▶ SOURCE DOCUMENT
Content starts

Thomas Fraser  (18 February 1911 – 21 November 1988) was Scottish coal miner and trade unionist, who was a Labour Member of Parliament (MP) for the Hamilton constituency between 1943 and 1967.

Life
He was the son of Thomas and Mary Fraser of Kirkmuirhill, Lanarkshire.
He was educated at Lesmahagow Higher Grade School until the age of 14 when he began work as miner, working underground until his entry to parliament. 

Fraser served as a branch official for his union from 1938 until 1943 and from 1939 until 1943 was  secretary of the Lanark divisional Labour Party. He entered parliament at the 1943 Hamilton by-election, defeating an independent candidate by over 8,000 votes and polling 81.1% of the votes cast. Following the Labour Party's victory in the 1945 general election he was appointed as Joint Under-Secretary of State for Scotland and held the post until his party lost power in 1951 general election.

In opposition Fraser served as Shadow Secretary of State for Scotland "for many years." Following Labour's victory in the 1964 general election he served as Minister of Transport from 16 October 1964 until 23 December 1965. In December 1965 he introduced the 70 mph (113 km/h) speed limit on motorways as an emergency measure following a series of multiple low speed crashes on motorways, mainly in fog. 
Throughout his tenure as Minister, he authorised the closure 1,071 mi of railway lines, following the recommendations from the Beeching Report. However, he went further and authorised the closure of lines, notably the Oxford to Cambridge Line, that even Beeching had not considered closing.

Content ends

▶ WORK INSTRUCTION 1
Reproduce the passage about Thomas Fraser word for word, starting at "In opposition Fraser" and ending at "mainly in fog.".
▶ WORK INSTRUCTION 2
Which general elections does the passage about Thomas Fraser mention? List each one by year.
The lines that come after this point are separate from the passage about Thomas Fraser.

▶ RECORDS
Content starts

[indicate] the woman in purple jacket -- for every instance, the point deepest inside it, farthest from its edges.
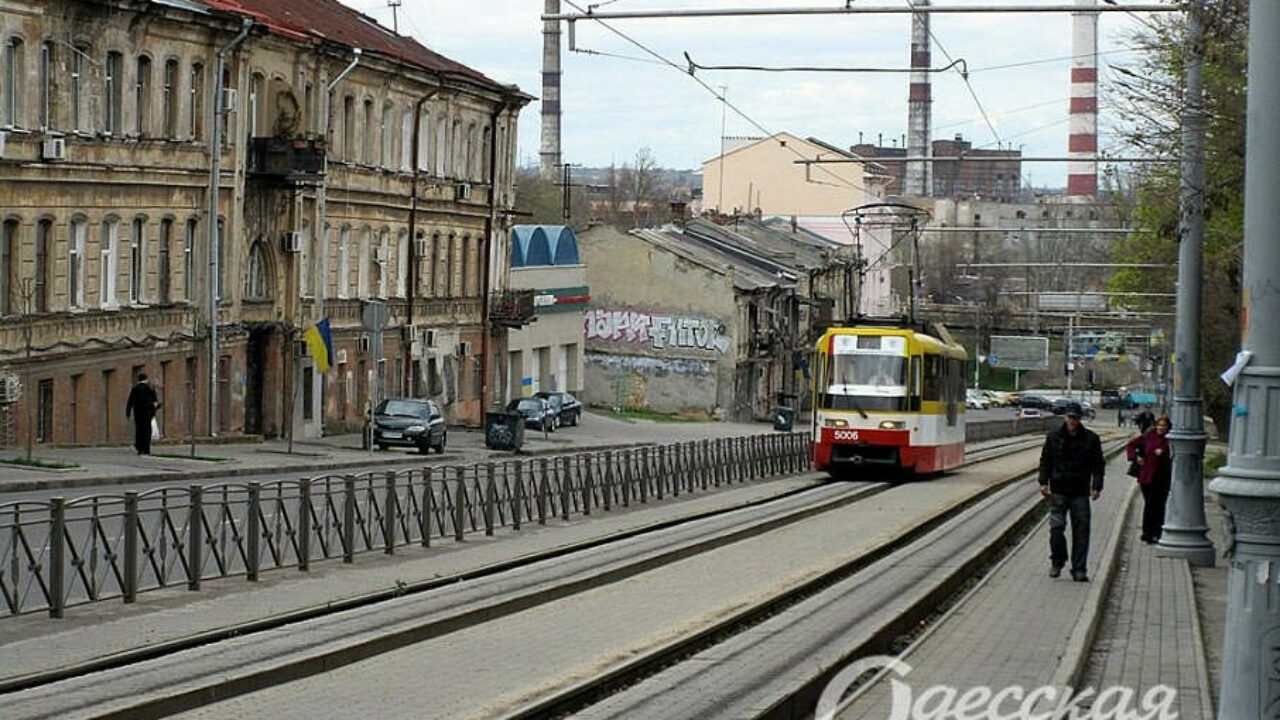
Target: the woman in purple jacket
(1151, 451)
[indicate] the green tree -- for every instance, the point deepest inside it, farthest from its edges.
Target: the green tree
(1150, 95)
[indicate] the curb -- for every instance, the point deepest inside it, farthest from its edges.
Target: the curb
(1078, 647)
(80, 482)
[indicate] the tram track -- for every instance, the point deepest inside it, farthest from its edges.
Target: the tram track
(248, 657)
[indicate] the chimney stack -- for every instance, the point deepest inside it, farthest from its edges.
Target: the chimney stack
(551, 146)
(1082, 142)
(918, 126)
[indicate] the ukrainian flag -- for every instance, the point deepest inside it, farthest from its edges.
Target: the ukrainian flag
(320, 345)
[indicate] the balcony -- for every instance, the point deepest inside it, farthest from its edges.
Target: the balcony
(512, 308)
(291, 160)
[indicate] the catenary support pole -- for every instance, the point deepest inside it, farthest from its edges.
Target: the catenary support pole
(1185, 532)
(1249, 483)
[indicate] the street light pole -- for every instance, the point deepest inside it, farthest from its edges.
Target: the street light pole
(1185, 533)
(1249, 483)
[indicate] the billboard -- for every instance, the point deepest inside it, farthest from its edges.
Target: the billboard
(1019, 352)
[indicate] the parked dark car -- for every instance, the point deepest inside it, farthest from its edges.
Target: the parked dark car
(568, 410)
(536, 411)
(408, 422)
(1037, 401)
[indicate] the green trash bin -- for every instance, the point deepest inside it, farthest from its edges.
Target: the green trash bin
(503, 431)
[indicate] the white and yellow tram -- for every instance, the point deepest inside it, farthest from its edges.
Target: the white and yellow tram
(888, 396)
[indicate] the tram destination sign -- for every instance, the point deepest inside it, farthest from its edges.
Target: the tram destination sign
(1019, 352)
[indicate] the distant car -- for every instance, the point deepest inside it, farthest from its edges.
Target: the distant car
(536, 411)
(568, 410)
(408, 422)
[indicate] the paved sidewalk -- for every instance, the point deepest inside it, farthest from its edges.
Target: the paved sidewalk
(1018, 627)
(172, 463)
(1151, 630)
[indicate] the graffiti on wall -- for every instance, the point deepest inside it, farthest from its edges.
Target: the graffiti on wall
(658, 332)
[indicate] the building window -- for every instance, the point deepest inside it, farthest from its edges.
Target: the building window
(14, 83)
(169, 101)
(44, 242)
(8, 267)
(137, 260)
(196, 106)
(80, 117)
(164, 272)
(344, 263)
(76, 264)
(188, 263)
(142, 98)
(114, 92)
(45, 78)
(106, 268)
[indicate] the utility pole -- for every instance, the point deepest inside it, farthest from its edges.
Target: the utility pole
(1249, 483)
(1185, 532)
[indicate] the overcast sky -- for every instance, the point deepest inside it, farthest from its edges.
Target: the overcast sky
(615, 106)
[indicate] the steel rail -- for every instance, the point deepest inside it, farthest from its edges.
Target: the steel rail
(507, 604)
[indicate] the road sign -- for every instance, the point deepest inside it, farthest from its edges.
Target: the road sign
(1019, 352)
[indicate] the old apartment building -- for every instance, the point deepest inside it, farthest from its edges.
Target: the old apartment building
(361, 178)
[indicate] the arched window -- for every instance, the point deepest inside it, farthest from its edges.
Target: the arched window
(137, 260)
(76, 263)
(44, 268)
(142, 98)
(13, 85)
(259, 274)
(108, 253)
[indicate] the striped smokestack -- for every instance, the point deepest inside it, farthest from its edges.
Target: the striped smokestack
(551, 147)
(917, 177)
(1082, 144)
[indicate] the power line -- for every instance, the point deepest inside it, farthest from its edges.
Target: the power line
(720, 96)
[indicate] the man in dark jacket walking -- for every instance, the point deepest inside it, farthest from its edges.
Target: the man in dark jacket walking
(1070, 475)
(142, 406)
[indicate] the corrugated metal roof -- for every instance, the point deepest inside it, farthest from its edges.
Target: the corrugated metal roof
(332, 21)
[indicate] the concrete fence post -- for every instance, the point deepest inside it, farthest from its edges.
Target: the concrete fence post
(254, 532)
(460, 502)
(389, 514)
(195, 537)
(129, 587)
(542, 491)
(56, 556)
(490, 491)
(348, 519)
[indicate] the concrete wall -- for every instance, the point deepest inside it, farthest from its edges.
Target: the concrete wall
(764, 176)
(661, 331)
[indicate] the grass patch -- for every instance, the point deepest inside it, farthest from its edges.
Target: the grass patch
(181, 456)
(39, 463)
(1214, 463)
(640, 414)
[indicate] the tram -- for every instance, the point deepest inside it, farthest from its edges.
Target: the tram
(888, 396)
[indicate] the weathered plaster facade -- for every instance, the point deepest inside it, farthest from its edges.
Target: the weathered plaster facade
(113, 238)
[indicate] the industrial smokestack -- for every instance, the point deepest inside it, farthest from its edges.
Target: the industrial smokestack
(918, 126)
(1082, 142)
(551, 147)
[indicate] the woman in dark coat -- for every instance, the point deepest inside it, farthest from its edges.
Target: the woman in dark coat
(1151, 451)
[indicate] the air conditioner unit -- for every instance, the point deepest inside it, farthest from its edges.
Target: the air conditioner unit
(292, 242)
(54, 149)
(10, 390)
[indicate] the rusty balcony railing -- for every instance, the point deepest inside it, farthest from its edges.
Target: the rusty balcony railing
(63, 552)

Content ends

▶ RESULT 1
In opposition Fraser served as Shadow Secretary of State for Scotland "for many years." Following Labour's victory in the 1964 general election he served as Minister of Transport from 16 October 1964 until 23 December 1965. In December 1965 he introduced the 70 mph (113 km/h) speed limit on motorways as an emergency measure following a series of multiple low speed crashes on motorways, mainly in fog.

▶ RESULT 2
1945 general election
1951 general election
1964 general election